Copy the items below word for word, from the line containing "Check that every instance of the sea" through the last line of the items, inclusive.

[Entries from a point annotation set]
§ §

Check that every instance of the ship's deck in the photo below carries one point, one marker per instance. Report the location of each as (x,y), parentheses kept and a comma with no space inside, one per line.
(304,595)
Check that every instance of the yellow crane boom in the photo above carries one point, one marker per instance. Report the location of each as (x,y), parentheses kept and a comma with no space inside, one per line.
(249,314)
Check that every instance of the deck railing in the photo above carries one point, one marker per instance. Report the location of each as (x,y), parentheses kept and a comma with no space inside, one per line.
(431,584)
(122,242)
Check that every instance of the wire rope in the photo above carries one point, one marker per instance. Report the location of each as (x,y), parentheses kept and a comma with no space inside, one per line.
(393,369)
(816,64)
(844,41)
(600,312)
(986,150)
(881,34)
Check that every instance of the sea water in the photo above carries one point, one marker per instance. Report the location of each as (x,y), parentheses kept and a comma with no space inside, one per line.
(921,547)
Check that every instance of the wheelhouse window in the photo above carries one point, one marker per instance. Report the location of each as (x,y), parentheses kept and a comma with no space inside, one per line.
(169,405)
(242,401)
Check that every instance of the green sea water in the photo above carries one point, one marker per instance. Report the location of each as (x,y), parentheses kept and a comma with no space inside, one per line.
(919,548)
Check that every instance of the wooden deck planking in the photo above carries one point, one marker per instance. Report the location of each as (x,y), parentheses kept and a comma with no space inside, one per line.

§ §

*FINAL RESULT*
Check that every instance of the sea water in the photo above carries one point, one marker per instance. Report the location of each as (x,y), parentheses kept and a comma with no space inside, one per line.
(921,547)
Check that every instance of the wheelhouse window in the photo above carries one point, one marker per instance. Report the location of each as (x,y), parentheses kept and a comma with no space inside, one per line.
(169,405)
(242,401)
Check that every instance of the green sea water in the photo above carries one point, one marker per instance. Report the location of each as (x,y), parentheses kept and a comma with no space inside, one per line.
(919,548)
Check that every instance of the wooden deck planking in the photo above carries one point, one marker per instance. Report the location of each as (x,y), parentheses kept and a comma with no space inside, one per line.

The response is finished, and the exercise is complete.